## [Input rows]
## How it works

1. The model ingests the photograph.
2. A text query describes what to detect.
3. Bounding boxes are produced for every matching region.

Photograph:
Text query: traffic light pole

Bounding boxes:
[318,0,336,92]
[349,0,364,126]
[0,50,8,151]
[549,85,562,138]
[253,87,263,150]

## [Work to complete]
Reproduce the data above line for line, without changing anything.

## [Written solution]
## How it works

1. The model ingests the photograph.
2. A text query describes what to detect.
3. Bounding boxes are produced for every matching region.

Photograph:
Text query: traffic light pole

Bounding boxes:
[318,0,336,92]
[349,0,364,126]
[0,50,8,151]
[549,85,562,138]
[253,87,263,150]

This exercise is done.